How soon 'til we can read your study? Oh wait, you can't tell us anything except most everyone else is wrong. Because you are under a non-disclosure agreement...
Link Posted: 12/23/2005 2:54:20 PM EDT
[Last Edit: 12/23/2005 3:04:57 PM EDT by Michael_Courtney]

Originally Posted By PAEBR332:
Oh wait, you can't tell us anything except most everyone else is wrong.



I've given sufficient information for others to repeat our experiments, and there are some other groups using substantially similar methodologies in other species. I've also reported quantitative average incapacitation distances for deer, along with estimates of uncertainty determined from standard methods.

There are very few details I have left out, mainly information regarding the number of test subjects, location of the work, identities of all the collaborators, and funding/support sources.

And I have never said that "everyone else is wrong."

There are many ballistic researchers with whom I mostly agree:

The authors of the Strasbourg Goat Tests provide a pretty good idea of how bullets work in causing incapacitation.

The Marshall and Sanow OSS numbers are a valid metric of relative handgun load effectiveness, with a typical error of about 5% (larger for loads with few data points).

Steve Fuller presented a pretty good analysis of handgun bullet effectiveness in development of the Fuller index. How models give the wrong limiting behavior, and there are some minor technical flaws in his paper, but on the whole I agree with his analysis.

Tom Burczynski has also made many interesting and relevant contributions to the field of bullet design, effectiveness, and testing.

I also agree with some work done by Col. Frank Chamberlain of the US Army, and there's a lot of other researchers with whom I agree on many points.

In my discussions here, I have been open in my agreement with several of the parties mentioned above. So it is dishonest for you to say that I've taken a view that "most everyone else is wrong."

• [SUPPLIED MATERIAL]
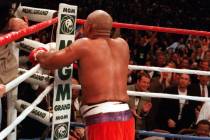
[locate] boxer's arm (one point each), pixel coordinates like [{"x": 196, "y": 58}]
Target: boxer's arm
[{"x": 64, "y": 57}]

• [GIVEN TASK 1]
Translate this sentence from the ballistics forum post into Spanish: "Tom Burczynski has also made many interesting and relevant contributions to the field of bullet design, effectiveness, and testing."
• [GIVEN TASK 2]
Write the next part of the ballistics forum post, starting after its last sentence.
The material plays no part in what is asked here.

• [RESULT 1]
Tom Burczynski también ha hecho muchas contribuciones interesantes y pertinentes al campo del diseño, la eficacia y las pruebas de balas.

• [RESULT 2]
I even agree with Fackler, MacPherson, Roberts, Dodson, etc. on many points. They have done a good job correlating bullet parameters and gelatin measurements with wounding. MacPherson's book is nearly flawless for the ranges of bullet parameters considered, the primary flaw being leap of faith that incapacitation can only come from easily detectable wounding, and that flaw isn't really his, since he references Fackler.

My main disagreement with these rresearchers is that wounding is not well correlated with rapid incapacitation. To the extent that they don't claim that it is, I am not really saying that they are wrong as much as I am saying their work is incomplete. (Their claim is that wounding is well correlated with reliable eventual incapacitation.)

In areas where Fackler, MacPherson, Roberts, Dodson, etc. make assertions based on published data, I agree with almost every assertion they have made. I do disagree with some of their untested hypotheses in areas for which they offer no data.

Such is science. Disagreeing with the opinion of some "experts" in areas in which they have offered no published data is how interesting discoveries are made. I keep asking "where's the data correlating rapid incapacitation to wounding?" Yet all you can do is quote tired expert opinions.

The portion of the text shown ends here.